Task to carry out:
This exercise calls for every line of the data below with the string "above" in it.
-- Provided entries follows --
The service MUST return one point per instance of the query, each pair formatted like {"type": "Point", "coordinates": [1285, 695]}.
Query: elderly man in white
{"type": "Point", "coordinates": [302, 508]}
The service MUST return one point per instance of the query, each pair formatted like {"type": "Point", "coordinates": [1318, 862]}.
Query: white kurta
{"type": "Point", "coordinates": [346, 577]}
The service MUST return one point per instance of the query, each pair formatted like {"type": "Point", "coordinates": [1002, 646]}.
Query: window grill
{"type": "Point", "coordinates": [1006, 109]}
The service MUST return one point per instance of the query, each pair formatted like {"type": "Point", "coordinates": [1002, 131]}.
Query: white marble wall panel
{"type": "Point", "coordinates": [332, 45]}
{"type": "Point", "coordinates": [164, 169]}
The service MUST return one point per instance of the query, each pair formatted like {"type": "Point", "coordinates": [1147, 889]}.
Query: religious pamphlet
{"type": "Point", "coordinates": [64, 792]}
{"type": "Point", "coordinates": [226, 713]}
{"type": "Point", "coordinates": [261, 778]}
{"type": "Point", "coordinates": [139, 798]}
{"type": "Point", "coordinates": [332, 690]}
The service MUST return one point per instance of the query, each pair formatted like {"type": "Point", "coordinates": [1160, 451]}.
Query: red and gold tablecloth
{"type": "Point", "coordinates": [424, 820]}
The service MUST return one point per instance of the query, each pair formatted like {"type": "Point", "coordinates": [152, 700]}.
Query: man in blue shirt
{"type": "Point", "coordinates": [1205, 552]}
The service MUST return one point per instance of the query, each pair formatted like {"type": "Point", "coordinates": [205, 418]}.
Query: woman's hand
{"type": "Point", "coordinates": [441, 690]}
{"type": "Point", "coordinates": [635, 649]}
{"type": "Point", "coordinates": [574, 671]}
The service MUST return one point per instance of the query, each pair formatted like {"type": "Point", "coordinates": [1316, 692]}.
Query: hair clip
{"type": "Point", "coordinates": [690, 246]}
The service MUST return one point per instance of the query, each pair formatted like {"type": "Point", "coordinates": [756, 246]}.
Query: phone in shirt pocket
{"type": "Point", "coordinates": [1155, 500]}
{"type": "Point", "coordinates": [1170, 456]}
-- Provided entries concluded --
-- Provided entries follows --
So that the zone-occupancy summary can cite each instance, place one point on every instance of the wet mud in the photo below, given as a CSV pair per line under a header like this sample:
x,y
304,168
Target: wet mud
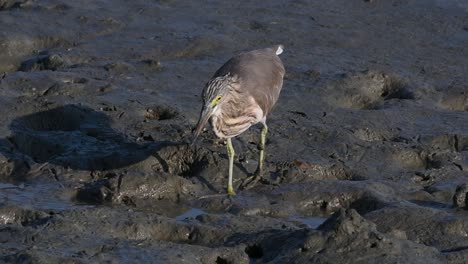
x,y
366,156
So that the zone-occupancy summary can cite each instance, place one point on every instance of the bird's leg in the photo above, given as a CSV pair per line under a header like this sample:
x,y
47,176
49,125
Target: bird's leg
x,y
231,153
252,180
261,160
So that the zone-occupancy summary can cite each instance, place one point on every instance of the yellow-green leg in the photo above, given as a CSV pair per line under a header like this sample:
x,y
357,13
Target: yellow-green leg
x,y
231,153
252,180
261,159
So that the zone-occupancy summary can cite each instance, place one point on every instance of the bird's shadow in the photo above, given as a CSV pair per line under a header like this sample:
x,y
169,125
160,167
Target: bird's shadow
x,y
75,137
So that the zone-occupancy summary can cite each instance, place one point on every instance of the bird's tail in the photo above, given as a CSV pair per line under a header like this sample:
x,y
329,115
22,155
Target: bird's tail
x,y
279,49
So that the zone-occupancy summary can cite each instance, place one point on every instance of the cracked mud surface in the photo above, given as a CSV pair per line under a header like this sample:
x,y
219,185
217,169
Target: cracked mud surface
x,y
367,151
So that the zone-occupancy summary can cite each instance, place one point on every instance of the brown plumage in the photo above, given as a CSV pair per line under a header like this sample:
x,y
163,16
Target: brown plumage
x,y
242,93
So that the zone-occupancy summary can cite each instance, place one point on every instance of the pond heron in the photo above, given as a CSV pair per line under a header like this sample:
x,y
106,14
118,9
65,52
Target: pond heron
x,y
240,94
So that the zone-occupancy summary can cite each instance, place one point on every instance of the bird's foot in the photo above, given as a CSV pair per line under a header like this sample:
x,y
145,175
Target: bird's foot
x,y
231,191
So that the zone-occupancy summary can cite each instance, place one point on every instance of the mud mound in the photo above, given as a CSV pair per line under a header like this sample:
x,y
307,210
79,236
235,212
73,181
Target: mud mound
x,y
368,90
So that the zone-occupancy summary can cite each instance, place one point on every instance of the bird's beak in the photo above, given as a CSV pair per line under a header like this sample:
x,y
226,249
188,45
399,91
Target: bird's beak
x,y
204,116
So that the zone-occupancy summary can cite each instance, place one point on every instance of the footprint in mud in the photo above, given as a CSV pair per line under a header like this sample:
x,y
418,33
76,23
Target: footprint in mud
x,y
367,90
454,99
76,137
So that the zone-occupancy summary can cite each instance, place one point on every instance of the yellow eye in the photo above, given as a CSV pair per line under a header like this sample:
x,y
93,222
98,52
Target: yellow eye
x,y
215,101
-- Provided entries concluded --
Worked solution:
So that the zone-occupancy summary can cite each instance, place one point on every instance of the bird's leg in the photo above, given as a CSV pair per line under a header like this sample:
So that the zone-occupancy summary can cite each instance, place one point on every instance of the yellow-green leg in the photo above, given as a CSV pair per line under a header like this sample:
So that the zone-occupancy summary can cite each instance, place one point on every instance of the bird's shadow in the photo above, given as a CSV pair per line under a header like this sample:
So that the zone-occupancy summary can cite each instance, place one point on every instance of the bird's tail in the photo above, given as a CSV pair per line under a header like this sample:
So that the zone-occupancy summary can cite each instance, place one point on every instance of the cracked mud surface in the photo above, given as a CSV pair per line under a header like this sample:
So that the zone-occupancy summary can cite each instance, place one point on every instance of the brown plumage in the photo above, given as a CSV pair per line under a header like this sample:
So that the zone-occupancy summary can cite each instance, place one point on every instance of the pond heron in the photo above, given as a CSV pair per line under a header like this sample:
So that the zone-occupancy summary can cite each instance, place one point on every instance of the bird's foot in the photo above, given as a CSV pair per line under a header like this sample:
So that the zone-occupancy summary can cite each instance, place one point on every instance of the mud mound in the photo above, given as a CSV pair per line under a header like this sample:
So that the zone-occupancy summary can cite each instance, place one point on every instance of the bird's beak in the photo above, given as a CSV pair per line under a header like this sample:
So that the zone-occupancy summary can cite each instance, place one point on every instance of the footprint in mud in the photo above, given as a CSV pair per line under a header like this sample:
So that the zone-occupancy summary can cite each instance, place one point on every instance of the yellow eye in the photo above, given as a CSV pair per line under a header like this sample:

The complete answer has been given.